━━━ Input rows

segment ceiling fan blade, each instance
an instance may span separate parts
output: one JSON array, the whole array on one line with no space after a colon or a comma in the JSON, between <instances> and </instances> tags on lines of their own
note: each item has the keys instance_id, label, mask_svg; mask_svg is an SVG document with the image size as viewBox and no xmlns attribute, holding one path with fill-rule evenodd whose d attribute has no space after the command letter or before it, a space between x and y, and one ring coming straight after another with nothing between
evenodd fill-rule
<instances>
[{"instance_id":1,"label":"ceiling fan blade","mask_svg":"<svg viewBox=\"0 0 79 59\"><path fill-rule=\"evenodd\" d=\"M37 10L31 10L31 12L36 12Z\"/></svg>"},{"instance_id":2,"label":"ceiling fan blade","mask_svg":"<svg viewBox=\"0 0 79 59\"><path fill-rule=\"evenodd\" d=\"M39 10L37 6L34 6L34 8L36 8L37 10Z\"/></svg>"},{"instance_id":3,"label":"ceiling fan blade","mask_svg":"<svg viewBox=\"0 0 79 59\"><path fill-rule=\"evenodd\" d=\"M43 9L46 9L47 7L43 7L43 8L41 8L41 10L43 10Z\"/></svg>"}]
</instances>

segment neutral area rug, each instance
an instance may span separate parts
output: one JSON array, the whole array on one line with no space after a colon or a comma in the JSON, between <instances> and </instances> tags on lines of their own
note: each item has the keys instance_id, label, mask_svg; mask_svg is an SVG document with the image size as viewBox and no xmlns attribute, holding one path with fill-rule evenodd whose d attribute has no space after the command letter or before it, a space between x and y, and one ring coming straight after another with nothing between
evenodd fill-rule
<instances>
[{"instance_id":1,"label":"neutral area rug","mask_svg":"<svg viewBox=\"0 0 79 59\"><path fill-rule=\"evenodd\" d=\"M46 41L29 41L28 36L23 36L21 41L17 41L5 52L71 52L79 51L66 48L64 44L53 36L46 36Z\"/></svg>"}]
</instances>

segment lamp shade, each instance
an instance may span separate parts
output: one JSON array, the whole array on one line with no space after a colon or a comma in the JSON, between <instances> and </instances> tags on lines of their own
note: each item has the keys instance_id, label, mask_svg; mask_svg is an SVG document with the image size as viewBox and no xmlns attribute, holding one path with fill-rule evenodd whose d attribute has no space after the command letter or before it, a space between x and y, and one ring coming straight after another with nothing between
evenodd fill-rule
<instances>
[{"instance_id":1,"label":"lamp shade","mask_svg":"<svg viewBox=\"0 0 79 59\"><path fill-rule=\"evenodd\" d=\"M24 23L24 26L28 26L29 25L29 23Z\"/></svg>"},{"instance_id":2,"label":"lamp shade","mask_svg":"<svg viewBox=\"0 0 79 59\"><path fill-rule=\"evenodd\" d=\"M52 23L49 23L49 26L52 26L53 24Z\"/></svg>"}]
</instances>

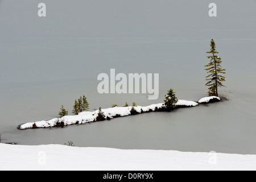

━━━━━━

## The problem:
Can you restate all the records with "separate parts" swapped for "disconnected regions" and nothing else changed, leaving the pictures out?

## Exercise result:
segment ceiling fan blade, each instance
an instance may span disconnected regions
output: one JSON array, the whole array on one line with no space after a colon or a comma in the JSON, between <instances> and </instances> tags on lines of their own
note: each item has the keys instance_id, label, mask_svg; mask_svg is an SVG document with the image size as viewBox and no xmlns attribute, holding one path with fill-rule evenodd whose d attribute has no space after the command letter or before it, a space between x and y, and one ring coming straight after another with nothing between
evenodd fill-rule
<instances>
[{"instance_id":1,"label":"ceiling fan blade","mask_svg":"<svg viewBox=\"0 0 79 59\"><path fill-rule=\"evenodd\" d=\"M37 10L31 10L31 12L36 12Z\"/></svg>"},{"instance_id":2,"label":"ceiling fan blade","mask_svg":"<svg viewBox=\"0 0 79 59\"><path fill-rule=\"evenodd\" d=\"M39 10L37 6L34 6L34 8L36 8L37 10Z\"/></svg>"},{"instance_id":3,"label":"ceiling fan blade","mask_svg":"<svg viewBox=\"0 0 79 59\"><path fill-rule=\"evenodd\" d=\"M43 9L46 9L47 7L43 7L43 8L41 8L41 10L43 10Z\"/></svg>"}]
</instances>

segment neutral area rug, each instance
an instance may span disconnected regions
output: one JSON array, the whole array on one line with no space after a colon or a comma in the JSON, between <instances> and </instances> tags on lines of their own
note: each item has the keys instance_id, label, mask_svg; mask_svg is an SVG document with the image size as viewBox and no xmlns attribute, holding one path with fill-rule evenodd whose d attribute has no space after the command letter or before it, a space between x and y, and one ring coming straight after another with nothing between
evenodd fill-rule
<instances>
[{"instance_id":1,"label":"neutral area rug","mask_svg":"<svg viewBox=\"0 0 79 59\"><path fill-rule=\"evenodd\" d=\"M46 41L29 41L28 36L23 36L21 41L17 41L5 52L71 52L79 51L66 48L64 44L53 36L46 36Z\"/></svg>"}]
</instances>

segment lamp shade, each instance
an instance may span disconnected regions
output: one JSON array, the whole array on one line with no space after a colon or a comma in the JSON, between <instances> and </instances> tags on lines of their own
note: each item has the keys instance_id, label, mask_svg; mask_svg is an SVG document with the image size as viewBox and no xmlns attribute, holding one path with fill-rule evenodd whose d attribute has no space after the command letter or before it, a space between x and y, and one ring coming straight after another with nothing between
evenodd fill-rule
<instances>
[{"instance_id":1,"label":"lamp shade","mask_svg":"<svg viewBox=\"0 0 79 59\"><path fill-rule=\"evenodd\" d=\"M24 23L24 26L28 26L29 25L29 23Z\"/></svg>"},{"instance_id":2,"label":"lamp shade","mask_svg":"<svg viewBox=\"0 0 79 59\"><path fill-rule=\"evenodd\" d=\"M52 23L49 23L49 26L52 26L53 24Z\"/></svg>"}]
</instances>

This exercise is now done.